**AVAILABLE DATA:**
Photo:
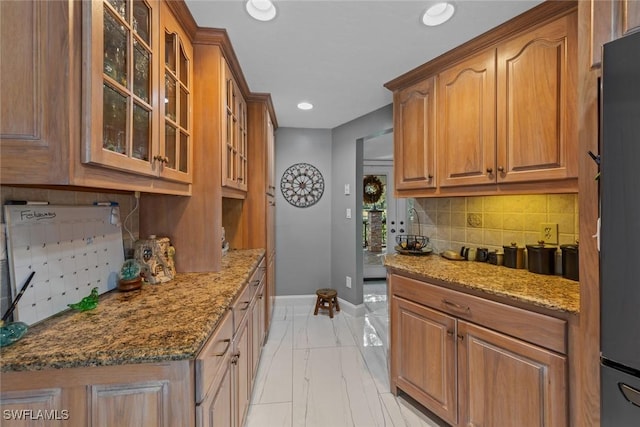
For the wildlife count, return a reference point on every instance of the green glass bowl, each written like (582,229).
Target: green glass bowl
(12,332)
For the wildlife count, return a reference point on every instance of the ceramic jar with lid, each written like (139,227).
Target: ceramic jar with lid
(541,258)
(513,256)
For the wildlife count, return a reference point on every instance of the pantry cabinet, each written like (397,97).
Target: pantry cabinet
(608,21)
(414,136)
(425,357)
(260,204)
(160,395)
(93,118)
(504,117)
(234,157)
(466,114)
(473,361)
(537,103)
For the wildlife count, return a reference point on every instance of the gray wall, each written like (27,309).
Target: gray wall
(303,239)
(346,247)
(318,246)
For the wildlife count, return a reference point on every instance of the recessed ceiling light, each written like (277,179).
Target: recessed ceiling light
(438,13)
(262,10)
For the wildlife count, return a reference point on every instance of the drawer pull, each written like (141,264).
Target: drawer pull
(228,341)
(458,307)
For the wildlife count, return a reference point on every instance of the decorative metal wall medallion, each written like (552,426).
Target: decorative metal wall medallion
(302,185)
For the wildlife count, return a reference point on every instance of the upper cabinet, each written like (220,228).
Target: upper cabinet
(109,108)
(414,136)
(610,20)
(537,104)
(234,158)
(136,92)
(467,122)
(505,111)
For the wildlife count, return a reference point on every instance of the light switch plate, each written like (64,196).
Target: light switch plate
(549,232)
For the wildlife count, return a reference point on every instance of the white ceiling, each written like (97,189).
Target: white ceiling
(337,54)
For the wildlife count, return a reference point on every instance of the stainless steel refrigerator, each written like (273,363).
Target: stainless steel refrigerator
(620,233)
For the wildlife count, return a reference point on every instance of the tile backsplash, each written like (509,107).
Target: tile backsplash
(126,201)
(493,221)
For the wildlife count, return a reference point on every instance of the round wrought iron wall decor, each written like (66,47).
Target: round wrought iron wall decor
(371,189)
(302,185)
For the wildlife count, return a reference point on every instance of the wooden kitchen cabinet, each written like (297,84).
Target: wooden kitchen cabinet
(137,55)
(260,204)
(425,366)
(507,380)
(62,134)
(514,121)
(466,112)
(414,136)
(154,394)
(537,104)
(473,361)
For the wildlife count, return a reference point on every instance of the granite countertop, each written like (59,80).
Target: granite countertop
(551,292)
(169,321)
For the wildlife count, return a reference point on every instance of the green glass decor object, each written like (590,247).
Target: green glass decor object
(12,332)
(87,303)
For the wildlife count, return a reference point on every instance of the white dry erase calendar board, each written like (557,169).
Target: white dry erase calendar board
(72,249)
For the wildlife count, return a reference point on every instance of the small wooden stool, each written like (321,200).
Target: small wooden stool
(327,298)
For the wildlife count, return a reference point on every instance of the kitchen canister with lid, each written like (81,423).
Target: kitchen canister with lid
(541,258)
(570,261)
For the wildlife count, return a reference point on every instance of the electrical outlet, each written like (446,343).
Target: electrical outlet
(549,232)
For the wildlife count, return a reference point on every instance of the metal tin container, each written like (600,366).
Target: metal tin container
(570,262)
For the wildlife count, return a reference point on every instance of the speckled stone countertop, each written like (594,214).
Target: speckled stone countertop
(169,321)
(551,292)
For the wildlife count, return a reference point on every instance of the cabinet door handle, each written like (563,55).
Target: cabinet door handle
(457,307)
(226,348)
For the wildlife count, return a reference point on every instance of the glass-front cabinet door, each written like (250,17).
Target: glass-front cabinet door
(175,147)
(125,96)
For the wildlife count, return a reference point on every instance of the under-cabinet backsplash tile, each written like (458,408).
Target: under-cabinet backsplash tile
(494,221)
(126,201)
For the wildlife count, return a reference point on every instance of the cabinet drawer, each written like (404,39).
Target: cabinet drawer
(213,355)
(545,331)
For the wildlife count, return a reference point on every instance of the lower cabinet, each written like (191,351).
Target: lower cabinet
(475,362)
(228,388)
(153,395)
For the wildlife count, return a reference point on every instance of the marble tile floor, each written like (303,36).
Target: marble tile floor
(320,372)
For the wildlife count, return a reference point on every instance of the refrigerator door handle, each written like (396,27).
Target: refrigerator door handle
(630,393)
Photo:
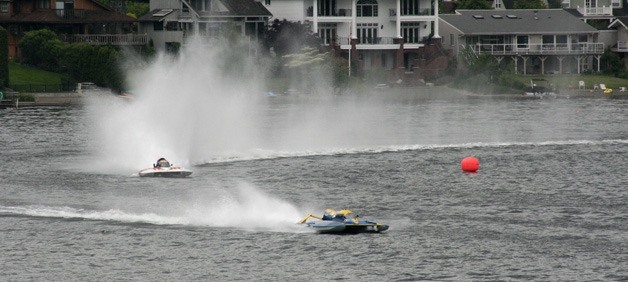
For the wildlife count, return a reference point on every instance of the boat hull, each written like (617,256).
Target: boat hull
(336,227)
(173,172)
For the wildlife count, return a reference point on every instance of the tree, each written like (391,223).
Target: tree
(611,63)
(285,37)
(4,61)
(41,48)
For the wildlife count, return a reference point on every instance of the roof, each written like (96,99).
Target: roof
(246,8)
(89,16)
(226,9)
(156,15)
(520,21)
(620,21)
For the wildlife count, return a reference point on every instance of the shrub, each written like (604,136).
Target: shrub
(4,61)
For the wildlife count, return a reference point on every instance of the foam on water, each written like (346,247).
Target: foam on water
(244,208)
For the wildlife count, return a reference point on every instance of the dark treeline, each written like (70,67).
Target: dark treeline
(78,61)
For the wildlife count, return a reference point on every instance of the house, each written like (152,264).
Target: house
(592,10)
(400,37)
(73,20)
(171,22)
(620,46)
(537,41)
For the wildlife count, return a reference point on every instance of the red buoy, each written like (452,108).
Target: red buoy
(470,164)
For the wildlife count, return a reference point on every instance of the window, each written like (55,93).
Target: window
(367,33)
(409,7)
(158,26)
(522,41)
(410,32)
(327,33)
(42,4)
(367,8)
(327,8)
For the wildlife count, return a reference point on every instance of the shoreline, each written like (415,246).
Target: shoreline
(438,91)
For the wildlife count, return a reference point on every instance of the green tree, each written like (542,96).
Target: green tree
(529,4)
(41,48)
(136,9)
(473,5)
(611,63)
(285,37)
(4,58)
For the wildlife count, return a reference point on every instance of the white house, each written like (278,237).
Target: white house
(170,21)
(393,35)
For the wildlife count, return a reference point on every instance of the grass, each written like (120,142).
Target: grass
(20,74)
(564,81)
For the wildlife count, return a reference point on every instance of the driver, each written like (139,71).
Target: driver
(162,162)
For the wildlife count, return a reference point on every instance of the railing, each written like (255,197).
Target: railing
(421,12)
(70,13)
(43,87)
(540,49)
(334,13)
(107,39)
(368,40)
(595,11)
(622,46)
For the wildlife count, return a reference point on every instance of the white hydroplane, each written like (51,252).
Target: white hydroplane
(163,168)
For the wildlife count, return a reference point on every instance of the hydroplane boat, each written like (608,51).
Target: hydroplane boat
(342,221)
(163,168)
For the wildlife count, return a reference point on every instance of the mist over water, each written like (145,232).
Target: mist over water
(188,109)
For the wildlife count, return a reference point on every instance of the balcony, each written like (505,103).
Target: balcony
(622,46)
(333,13)
(539,49)
(367,41)
(70,13)
(107,39)
(595,11)
(420,12)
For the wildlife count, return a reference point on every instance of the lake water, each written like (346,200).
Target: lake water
(549,202)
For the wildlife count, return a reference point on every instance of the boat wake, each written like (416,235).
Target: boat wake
(269,154)
(245,209)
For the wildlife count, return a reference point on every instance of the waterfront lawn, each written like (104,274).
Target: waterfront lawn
(21,75)
(566,81)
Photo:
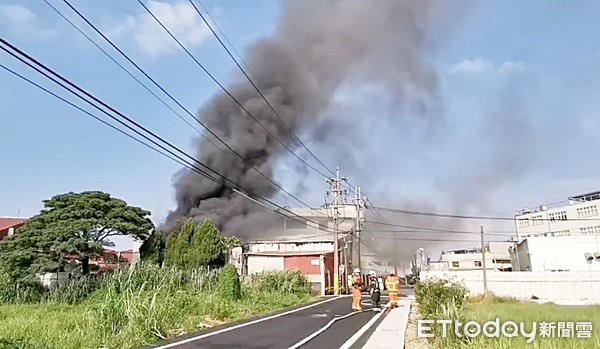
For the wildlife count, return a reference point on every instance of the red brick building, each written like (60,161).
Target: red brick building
(9,226)
(313,258)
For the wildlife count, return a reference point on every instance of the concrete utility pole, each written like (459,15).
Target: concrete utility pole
(334,183)
(358,204)
(485,291)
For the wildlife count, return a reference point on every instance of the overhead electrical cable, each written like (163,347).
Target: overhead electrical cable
(277,185)
(211,76)
(96,100)
(489,218)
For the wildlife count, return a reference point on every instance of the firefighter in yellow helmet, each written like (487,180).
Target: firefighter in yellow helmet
(356,290)
(392,283)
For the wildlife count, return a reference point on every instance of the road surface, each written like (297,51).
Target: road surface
(287,330)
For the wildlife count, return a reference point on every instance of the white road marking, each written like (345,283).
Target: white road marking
(350,342)
(321,330)
(227,329)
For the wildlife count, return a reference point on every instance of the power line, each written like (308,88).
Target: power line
(253,84)
(227,92)
(434,231)
(127,71)
(277,185)
(191,167)
(490,218)
(224,36)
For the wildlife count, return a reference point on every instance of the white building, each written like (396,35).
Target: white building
(497,257)
(562,219)
(304,242)
(554,254)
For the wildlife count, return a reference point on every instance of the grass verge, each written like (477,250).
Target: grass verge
(126,314)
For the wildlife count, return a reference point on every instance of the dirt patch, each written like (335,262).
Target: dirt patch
(411,341)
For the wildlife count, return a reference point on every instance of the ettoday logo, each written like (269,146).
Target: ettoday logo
(496,329)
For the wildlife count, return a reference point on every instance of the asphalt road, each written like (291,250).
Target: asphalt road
(288,330)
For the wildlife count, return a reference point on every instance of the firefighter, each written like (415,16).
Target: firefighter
(375,290)
(392,283)
(356,290)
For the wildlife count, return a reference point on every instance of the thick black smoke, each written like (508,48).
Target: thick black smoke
(317,47)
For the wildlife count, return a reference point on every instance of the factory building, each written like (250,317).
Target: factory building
(497,257)
(557,254)
(304,242)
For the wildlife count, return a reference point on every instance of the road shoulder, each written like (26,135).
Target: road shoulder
(172,342)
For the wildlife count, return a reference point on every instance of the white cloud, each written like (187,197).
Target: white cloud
(22,20)
(17,13)
(510,67)
(180,18)
(471,66)
(480,65)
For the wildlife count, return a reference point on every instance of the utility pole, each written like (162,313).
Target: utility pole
(358,204)
(485,291)
(334,183)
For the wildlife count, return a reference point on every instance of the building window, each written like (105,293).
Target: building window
(502,261)
(297,223)
(558,216)
(524,222)
(560,233)
(590,231)
(588,211)
(537,220)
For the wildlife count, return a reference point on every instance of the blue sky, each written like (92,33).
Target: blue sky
(519,125)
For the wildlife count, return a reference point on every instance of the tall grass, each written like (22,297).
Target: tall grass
(136,307)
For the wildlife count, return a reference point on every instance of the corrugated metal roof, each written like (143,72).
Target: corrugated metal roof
(288,253)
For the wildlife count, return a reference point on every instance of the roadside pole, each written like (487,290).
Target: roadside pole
(483,262)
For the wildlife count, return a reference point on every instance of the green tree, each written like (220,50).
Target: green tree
(195,246)
(78,225)
(206,247)
(229,285)
(153,248)
(178,245)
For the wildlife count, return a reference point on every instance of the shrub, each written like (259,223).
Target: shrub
(25,291)
(433,295)
(282,282)
(229,285)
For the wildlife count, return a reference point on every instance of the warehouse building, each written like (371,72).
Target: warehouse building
(497,257)
(558,254)
(566,218)
(304,243)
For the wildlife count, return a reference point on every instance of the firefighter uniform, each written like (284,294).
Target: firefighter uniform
(375,290)
(392,283)
(356,290)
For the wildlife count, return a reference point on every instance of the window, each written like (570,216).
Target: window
(590,231)
(587,211)
(560,233)
(558,216)
(502,261)
(524,222)
(537,220)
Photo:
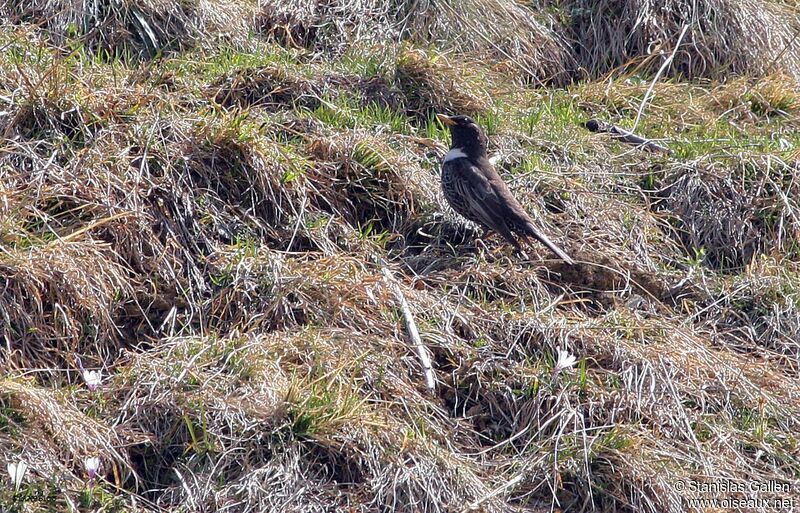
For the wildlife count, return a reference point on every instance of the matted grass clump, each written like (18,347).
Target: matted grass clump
(135,28)
(750,37)
(517,38)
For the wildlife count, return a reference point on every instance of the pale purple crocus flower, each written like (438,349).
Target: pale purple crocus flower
(17,472)
(92,465)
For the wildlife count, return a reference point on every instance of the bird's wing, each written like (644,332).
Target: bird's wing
(482,198)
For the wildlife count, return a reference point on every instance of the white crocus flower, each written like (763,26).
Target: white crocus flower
(93,379)
(563,362)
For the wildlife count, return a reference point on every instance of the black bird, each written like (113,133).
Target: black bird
(475,190)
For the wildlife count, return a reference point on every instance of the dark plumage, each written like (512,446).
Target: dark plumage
(475,190)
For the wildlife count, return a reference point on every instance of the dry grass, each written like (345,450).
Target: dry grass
(209,232)
(751,37)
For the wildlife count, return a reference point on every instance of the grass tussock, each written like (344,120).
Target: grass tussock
(752,37)
(201,258)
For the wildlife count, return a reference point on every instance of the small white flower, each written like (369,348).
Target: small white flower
(93,379)
(92,467)
(564,361)
(17,472)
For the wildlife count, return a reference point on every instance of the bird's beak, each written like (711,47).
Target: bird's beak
(446,120)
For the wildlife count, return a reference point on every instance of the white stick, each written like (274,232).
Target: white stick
(494,493)
(658,75)
(411,327)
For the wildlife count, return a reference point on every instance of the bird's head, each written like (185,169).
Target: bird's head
(466,134)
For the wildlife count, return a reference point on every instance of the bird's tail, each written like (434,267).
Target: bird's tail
(536,234)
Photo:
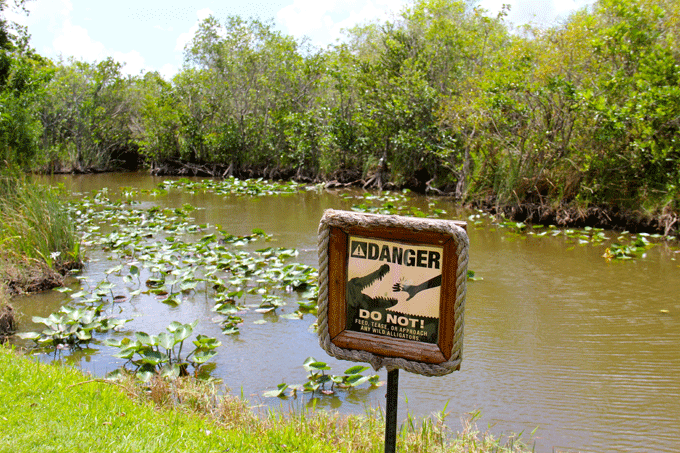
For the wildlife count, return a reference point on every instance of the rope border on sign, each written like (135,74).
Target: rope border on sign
(344,220)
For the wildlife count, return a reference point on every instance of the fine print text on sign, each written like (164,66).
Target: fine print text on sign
(392,290)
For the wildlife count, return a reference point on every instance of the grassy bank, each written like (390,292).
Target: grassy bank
(37,236)
(54,408)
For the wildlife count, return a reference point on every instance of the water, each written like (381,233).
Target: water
(556,337)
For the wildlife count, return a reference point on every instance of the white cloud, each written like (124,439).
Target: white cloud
(168,71)
(185,38)
(537,12)
(133,62)
(322,22)
(75,41)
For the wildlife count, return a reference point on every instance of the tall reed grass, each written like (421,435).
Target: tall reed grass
(37,235)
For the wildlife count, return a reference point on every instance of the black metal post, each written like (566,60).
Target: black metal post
(391,411)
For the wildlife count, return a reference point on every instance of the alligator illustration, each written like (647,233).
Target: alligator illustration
(357,299)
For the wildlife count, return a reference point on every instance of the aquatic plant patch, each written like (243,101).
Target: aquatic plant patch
(72,327)
(161,355)
(233,186)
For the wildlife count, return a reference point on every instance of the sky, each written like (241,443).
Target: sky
(151,34)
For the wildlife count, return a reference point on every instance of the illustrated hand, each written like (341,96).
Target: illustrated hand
(409,289)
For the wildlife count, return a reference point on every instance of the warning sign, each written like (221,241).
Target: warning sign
(393,289)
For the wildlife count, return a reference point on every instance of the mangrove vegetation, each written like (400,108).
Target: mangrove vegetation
(572,124)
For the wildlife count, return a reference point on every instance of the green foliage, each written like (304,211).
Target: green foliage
(86,114)
(444,97)
(317,379)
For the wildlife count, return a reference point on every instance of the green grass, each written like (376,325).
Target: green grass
(37,235)
(51,408)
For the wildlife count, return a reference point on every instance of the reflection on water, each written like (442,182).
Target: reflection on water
(555,337)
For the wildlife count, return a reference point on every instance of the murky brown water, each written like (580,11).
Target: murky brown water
(556,338)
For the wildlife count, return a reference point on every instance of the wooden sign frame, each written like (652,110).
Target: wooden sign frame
(338,231)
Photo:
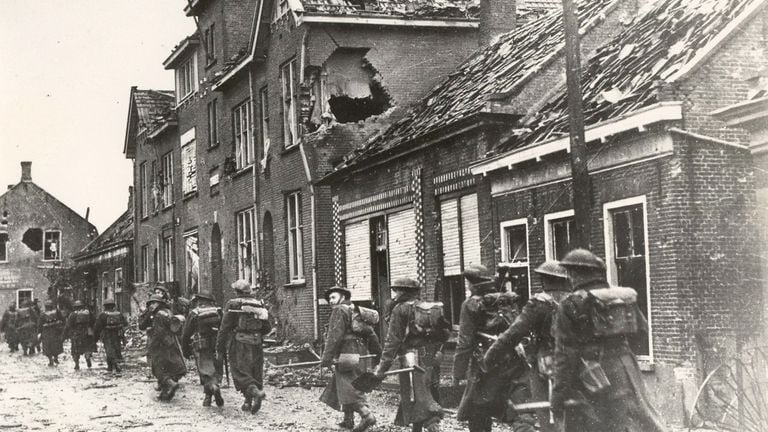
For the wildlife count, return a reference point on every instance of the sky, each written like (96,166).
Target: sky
(66,70)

**THE TASK:** Lay out the records as a Markdown table with the columns "Row" and "Text", beginning with the line that contains "written like (442,182)." and continuing through the end of the records. Put a row number and one line in each row, omit blank lines, and leave the pictures out.

**SOLUTION TO THE EXERCISE:**
| Row | Text |
|---|---|
| 1 | For the wildlife count, return a reference point on every instance of the reflection on water, each written like (442,182). |
| 2 | Target: reflection on water |
| 3 | (555,337) |
| 4 | For the wildlife count, return a reference point on every instance of the murky brown water, each written like (580,11). |
| 5 | Target: murky brown water |
| 6 | (556,338) |
| 7 | For the wildlife count, return a reference point on every instance of the wooden sign frame, each written like (652,110). |
| 8 | Target: wooden sign frame |
| 9 | (338,231) |
| 10 | Photo: |
| 11 | For the wildlife count, return a reference point on every instance of the sky, each written like (96,166). |
| 12 | Target: sky |
| 13 | (66,70) |